(Excerpts of location labeling data)
========================

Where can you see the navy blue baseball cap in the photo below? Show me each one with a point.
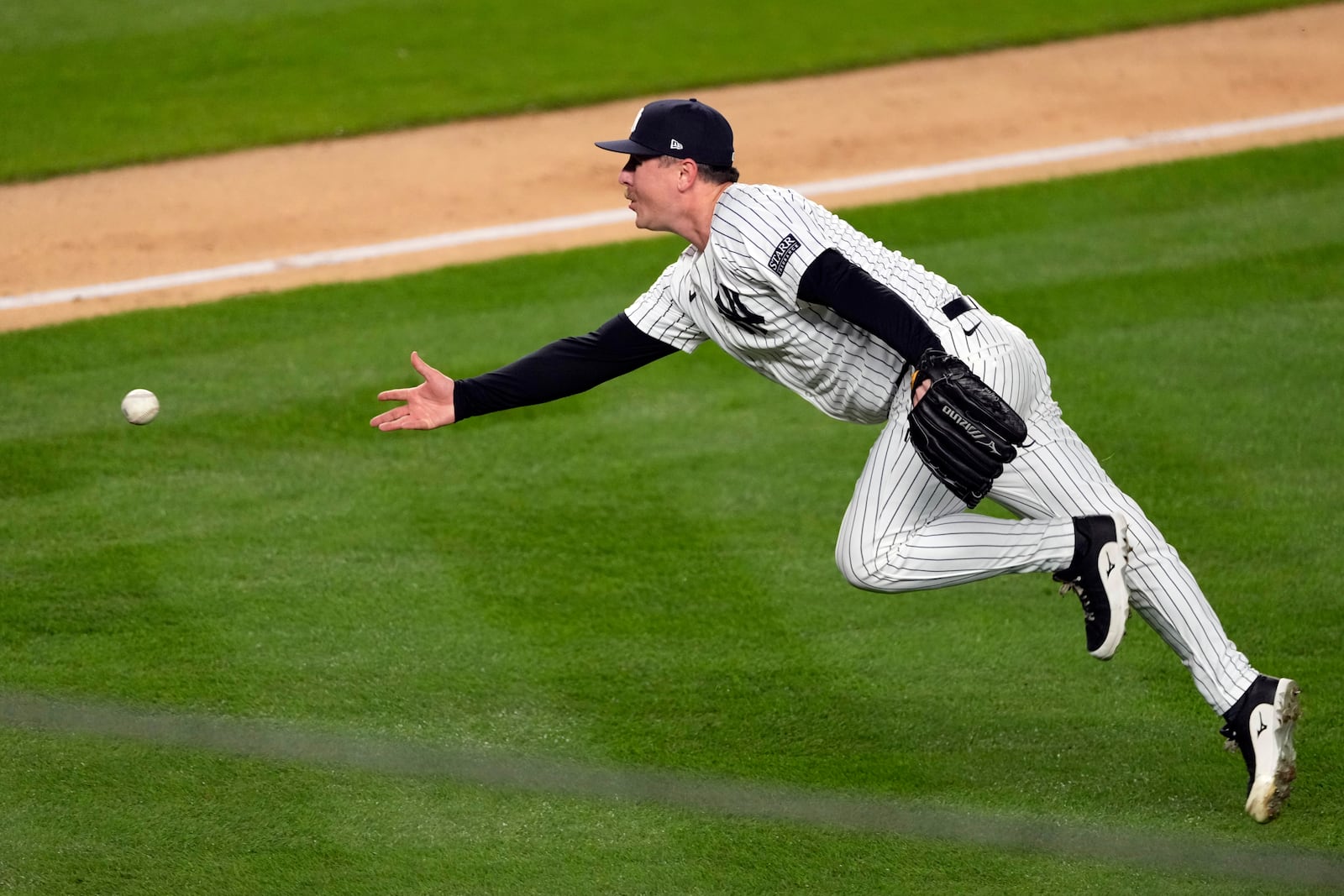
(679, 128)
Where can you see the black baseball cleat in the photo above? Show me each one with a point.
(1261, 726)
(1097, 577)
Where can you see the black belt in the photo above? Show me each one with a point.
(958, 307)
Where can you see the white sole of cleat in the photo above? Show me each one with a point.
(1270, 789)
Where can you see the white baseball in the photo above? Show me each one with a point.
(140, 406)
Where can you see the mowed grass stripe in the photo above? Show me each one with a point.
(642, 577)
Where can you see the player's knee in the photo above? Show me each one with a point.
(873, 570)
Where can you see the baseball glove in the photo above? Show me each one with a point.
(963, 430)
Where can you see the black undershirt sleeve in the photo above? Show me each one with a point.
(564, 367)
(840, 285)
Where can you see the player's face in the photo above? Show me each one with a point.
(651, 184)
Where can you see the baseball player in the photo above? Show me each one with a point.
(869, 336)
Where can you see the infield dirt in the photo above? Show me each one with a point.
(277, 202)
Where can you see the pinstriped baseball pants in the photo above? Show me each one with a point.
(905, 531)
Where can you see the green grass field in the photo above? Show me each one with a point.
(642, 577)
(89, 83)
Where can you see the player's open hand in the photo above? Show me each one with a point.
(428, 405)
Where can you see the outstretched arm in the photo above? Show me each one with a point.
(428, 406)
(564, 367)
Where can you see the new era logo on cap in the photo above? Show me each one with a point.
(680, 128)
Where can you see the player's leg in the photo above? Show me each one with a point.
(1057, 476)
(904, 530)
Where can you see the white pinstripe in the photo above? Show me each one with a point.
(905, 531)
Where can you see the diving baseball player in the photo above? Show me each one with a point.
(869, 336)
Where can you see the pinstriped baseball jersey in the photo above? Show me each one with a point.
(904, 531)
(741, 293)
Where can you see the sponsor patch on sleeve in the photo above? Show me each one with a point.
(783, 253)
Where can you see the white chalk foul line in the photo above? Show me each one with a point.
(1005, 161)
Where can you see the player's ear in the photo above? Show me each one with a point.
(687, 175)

========================

*WRITTEN INSTRUCTION*. Render the listing above as a JSON list of strings, one string per line, skipping blank lines and leaving out the pictures.

*EXPECTED OUTPUT*.
[
  "Where can you see the navy blue baseball cap in the photo below? Show me each one with a point.",
  "(679, 128)",
  "Where can you see the black baseball cleat in the photo above? Show me each one with a point.",
  "(1261, 726)",
  "(1097, 577)",
  "Where can you see the black belt in the photo above? Show me each one with a point.",
  "(958, 307)",
  "Where can you see the white sole of cleat in the photo above? Show me each one with a point.",
  "(1270, 789)",
  "Where can you see the white baseball in the photo above? Show me each one with a point.",
  "(140, 406)",
  "Where can you see the mowed grass stripe in the photo above? Show me each one with a point.",
  "(642, 577)",
  "Where can you see the player's knee in the photo above? Show me each one with a point.",
  "(873, 570)",
  "Where can you see the baseball glove in the photo above? Show me each one with a point.",
  "(963, 430)",
  "Where can you see the black undershirt sleeve in the photo above? Show me each one with a point.",
  "(564, 367)",
  "(840, 285)",
  "Where can you see the player's face in the photo above? Show me each one with a point.",
  "(651, 184)",
  "Where can you see the baseball player in the photo above? Show me each one with a point.",
  "(869, 336)",
  "Where can you see the infield dirt in the photo above? Show me each one with a point.",
  "(277, 202)",
  "Where can you see the pinstriped baseball pants in the photo above? Show me each one with a point.",
  "(905, 531)",
  "Where can you see the green grass field in the photo above? Show me each one with a point.",
  "(642, 577)",
  "(89, 83)",
  "Where can you see the player's open hand in the photo above? Show me each one with a point.",
  "(428, 405)",
  "Where can you see the outstretched arm in the photo above? Show me each one with a point.",
  "(428, 406)",
  "(564, 367)",
  "Where can you see the new era logo on cap in the photo above? Show me each one with a point.",
  "(680, 128)",
  "Where can you see the player's leg in the photo above? Show me each one with a point.",
  "(1057, 476)",
  "(904, 530)",
  "Where can you see the white pinstripe in the photo above? Show me each one with a point.",
  "(905, 531)",
  "Where can you see the diving baseball player in the photo above? Show me each one with a point.",
  "(869, 336)",
  "Where can you see the pinstriped baseball jersey in the photo above? Show me each one with a point.",
  "(904, 531)",
  "(741, 293)",
  "Where can you see the sponsor patch on sleeve in the photo above? Show me each one with a point.",
  "(783, 253)",
  "Where can you see the white chalk foul line in the photo above? Show me each one with a point.",
  "(1005, 161)",
  "Where can you see the player's ear in the photo above? Show me each one with a point.",
  "(687, 175)"
]